Below this line is the material. Write out only its lines from the one containing "In the picture above, where can the kangaroo head" through the one containing "Place a pin on every instance of the white tent", both kept, exactly.
━━━━━ Data supplied ━━━━━
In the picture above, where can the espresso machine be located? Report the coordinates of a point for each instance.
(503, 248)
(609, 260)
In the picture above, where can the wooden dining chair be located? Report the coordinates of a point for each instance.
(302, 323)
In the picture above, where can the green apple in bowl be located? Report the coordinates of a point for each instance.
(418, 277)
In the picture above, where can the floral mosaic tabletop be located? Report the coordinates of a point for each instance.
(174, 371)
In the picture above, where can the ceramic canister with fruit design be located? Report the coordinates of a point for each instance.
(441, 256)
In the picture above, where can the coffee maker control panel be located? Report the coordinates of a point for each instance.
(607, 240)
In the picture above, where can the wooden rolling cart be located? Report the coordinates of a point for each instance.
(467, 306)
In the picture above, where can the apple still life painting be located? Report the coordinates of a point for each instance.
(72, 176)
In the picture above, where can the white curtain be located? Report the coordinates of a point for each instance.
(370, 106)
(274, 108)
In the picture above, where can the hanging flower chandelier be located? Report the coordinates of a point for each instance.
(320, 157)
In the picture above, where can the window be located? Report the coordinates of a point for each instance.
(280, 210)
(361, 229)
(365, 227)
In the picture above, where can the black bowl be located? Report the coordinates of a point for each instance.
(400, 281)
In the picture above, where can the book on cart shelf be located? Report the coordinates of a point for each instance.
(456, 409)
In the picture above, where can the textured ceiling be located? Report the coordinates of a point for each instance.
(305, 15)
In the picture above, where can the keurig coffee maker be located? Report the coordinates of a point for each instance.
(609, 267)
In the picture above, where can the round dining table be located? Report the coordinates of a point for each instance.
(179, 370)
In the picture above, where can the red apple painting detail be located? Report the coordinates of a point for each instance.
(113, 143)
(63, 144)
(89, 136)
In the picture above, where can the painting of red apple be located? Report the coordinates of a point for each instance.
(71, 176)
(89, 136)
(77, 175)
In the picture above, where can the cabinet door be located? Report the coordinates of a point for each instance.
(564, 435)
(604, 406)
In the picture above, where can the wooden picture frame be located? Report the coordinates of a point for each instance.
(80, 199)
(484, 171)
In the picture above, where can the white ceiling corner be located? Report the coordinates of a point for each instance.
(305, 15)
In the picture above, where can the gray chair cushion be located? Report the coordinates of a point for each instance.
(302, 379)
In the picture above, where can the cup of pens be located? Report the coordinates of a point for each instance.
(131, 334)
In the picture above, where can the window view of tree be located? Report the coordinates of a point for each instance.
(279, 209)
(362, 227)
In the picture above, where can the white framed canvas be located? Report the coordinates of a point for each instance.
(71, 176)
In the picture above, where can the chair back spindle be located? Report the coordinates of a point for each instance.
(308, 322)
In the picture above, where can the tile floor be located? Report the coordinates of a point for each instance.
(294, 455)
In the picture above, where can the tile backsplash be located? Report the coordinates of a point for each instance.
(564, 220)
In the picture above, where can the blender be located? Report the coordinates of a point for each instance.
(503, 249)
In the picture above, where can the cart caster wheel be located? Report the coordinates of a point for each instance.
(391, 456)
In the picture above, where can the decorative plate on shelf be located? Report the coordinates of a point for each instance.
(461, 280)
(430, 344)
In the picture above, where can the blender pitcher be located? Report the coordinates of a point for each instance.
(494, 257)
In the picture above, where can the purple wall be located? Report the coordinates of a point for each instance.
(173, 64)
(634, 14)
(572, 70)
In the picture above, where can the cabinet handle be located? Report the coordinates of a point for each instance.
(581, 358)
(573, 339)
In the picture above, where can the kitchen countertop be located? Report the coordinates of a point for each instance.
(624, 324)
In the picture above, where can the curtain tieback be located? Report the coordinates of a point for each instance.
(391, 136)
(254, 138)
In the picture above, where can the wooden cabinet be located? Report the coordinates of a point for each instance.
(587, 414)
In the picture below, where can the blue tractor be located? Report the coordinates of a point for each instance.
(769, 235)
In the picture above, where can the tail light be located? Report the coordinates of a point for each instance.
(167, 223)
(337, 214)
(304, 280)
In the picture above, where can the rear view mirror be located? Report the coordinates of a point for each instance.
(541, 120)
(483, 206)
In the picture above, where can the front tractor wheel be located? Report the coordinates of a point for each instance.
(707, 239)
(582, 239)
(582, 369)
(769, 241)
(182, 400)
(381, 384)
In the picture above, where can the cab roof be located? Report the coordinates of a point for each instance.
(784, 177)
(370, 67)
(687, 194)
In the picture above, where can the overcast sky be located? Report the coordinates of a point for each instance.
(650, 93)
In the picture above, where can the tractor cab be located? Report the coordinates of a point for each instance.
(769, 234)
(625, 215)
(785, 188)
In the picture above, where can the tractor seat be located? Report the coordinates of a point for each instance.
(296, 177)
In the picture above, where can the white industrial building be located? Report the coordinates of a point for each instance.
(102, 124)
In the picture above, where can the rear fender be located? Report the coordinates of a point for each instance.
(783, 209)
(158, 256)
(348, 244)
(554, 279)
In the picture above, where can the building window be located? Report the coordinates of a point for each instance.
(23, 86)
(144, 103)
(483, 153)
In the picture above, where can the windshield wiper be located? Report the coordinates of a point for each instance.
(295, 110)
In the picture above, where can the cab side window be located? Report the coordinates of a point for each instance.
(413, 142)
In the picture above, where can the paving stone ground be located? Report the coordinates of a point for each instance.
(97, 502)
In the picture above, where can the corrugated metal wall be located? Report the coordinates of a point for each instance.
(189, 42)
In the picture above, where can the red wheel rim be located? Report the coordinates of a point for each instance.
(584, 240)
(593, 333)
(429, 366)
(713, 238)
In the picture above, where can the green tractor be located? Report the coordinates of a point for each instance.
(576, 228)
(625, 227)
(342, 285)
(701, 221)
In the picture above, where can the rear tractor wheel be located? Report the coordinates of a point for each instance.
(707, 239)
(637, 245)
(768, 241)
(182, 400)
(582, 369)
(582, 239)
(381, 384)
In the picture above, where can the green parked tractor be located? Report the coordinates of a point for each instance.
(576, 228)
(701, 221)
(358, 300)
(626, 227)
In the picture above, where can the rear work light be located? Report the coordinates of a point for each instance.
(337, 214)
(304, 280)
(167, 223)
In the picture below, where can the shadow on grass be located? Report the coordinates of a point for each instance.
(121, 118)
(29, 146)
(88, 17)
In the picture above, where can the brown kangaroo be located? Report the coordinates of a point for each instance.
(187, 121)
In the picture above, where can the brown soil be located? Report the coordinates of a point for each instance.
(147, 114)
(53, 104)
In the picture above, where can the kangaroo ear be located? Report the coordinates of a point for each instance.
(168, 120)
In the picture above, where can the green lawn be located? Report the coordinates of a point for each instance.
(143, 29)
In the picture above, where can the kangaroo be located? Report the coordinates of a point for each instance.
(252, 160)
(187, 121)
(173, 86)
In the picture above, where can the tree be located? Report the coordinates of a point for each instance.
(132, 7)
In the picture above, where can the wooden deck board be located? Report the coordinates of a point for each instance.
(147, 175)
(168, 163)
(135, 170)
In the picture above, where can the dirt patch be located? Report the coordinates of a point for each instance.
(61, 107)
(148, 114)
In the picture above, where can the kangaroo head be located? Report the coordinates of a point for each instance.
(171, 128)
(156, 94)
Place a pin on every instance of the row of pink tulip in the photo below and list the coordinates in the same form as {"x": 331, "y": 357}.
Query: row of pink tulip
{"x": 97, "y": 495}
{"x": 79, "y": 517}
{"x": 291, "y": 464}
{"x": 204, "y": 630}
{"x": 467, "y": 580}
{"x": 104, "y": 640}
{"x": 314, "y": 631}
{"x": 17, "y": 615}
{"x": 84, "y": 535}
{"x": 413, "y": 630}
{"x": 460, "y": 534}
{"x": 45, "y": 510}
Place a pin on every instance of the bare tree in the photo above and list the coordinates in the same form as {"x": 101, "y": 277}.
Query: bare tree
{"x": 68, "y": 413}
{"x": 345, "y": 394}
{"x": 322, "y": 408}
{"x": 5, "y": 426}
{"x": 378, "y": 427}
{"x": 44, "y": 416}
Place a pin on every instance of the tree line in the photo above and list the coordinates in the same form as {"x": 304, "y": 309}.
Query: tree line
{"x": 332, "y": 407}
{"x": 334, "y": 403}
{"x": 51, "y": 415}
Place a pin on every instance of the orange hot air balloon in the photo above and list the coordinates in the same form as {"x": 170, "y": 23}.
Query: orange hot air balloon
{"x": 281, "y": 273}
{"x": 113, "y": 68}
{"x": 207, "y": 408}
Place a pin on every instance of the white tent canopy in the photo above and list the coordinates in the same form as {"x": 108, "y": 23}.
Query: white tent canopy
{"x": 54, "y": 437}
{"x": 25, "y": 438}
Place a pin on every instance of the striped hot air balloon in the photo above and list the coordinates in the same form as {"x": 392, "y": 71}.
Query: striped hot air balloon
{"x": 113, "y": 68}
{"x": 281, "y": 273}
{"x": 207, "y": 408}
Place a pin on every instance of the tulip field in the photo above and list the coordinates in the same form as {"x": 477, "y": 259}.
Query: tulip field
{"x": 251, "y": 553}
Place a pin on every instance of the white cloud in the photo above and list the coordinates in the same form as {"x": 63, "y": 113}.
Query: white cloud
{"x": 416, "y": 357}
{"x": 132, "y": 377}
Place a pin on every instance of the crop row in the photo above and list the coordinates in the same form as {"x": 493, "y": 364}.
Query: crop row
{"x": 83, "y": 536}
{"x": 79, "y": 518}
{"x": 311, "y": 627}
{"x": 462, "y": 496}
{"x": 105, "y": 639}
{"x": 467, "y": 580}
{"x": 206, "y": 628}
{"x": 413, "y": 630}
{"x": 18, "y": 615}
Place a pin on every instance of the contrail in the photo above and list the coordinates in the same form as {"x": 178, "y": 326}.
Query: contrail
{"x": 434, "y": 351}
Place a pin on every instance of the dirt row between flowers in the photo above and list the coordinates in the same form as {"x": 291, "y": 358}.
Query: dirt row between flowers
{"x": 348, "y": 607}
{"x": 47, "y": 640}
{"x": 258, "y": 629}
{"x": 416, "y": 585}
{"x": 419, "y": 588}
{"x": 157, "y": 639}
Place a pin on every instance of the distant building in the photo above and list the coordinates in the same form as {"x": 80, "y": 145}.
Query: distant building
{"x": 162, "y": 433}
━━━━━
Response to this task ::
In the picture above, where can the kangaroo head be located? Report the coordinates of a point for each instance.
(171, 128)
(156, 94)
Place a pin on every instance of the row of pink tulip in the photo below and list the coordinates in the same form as {"x": 331, "y": 357}.
Query: row of pink tulip
{"x": 97, "y": 495}
{"x": 79, "y": 517}
{"x": 291, "y": 464}
{"x": 204, "y": 630}
{"x": 467, "y": 580}
{"x": 104, "y": 640}
{"x": 314, "y": 631}
{"x": 17, "y": 615}
{"x": 84, "y": 535}
{"x": 413, "y": 630}
{"x": 460, "y": 534}
{"x": 45, "y": 510}
Place a pin on every instance of the bare tree in the photo above and list the coordinates in the same form as {"x": 101, "y": 277}.
Query: bare tree
{"x": 68, "y": 413}
{"x": 345, "y": 394}
{"x": 322, "y": 408}
{"x": 5, "y": 426}
{"x": 378, "y": 427}
{"x": 44, "y": 416}
Place a pin on every instance of the tree line in the photo above and list the coordinates in the same form as {"x": 304, "y": 309}.
Query: tree line
{"x": 332, "y": 407}
{"x": 334, "y": 403}
{"x": 51, "y": 415}
Place a pin on every instance of the orange hot air balloon in the photo above and list the coordinates in the same form as {"x": 170, "y": 23}.
Query: orange hot air balloon
{"x": 281, "y": 273}
{"x": 113, "y": 68}
{"x": 207, "y": 408}
Place a pin on every instance of the white tent canopy in the photo above and list the coordinates in the same form as {"x": 108, "y": 23}.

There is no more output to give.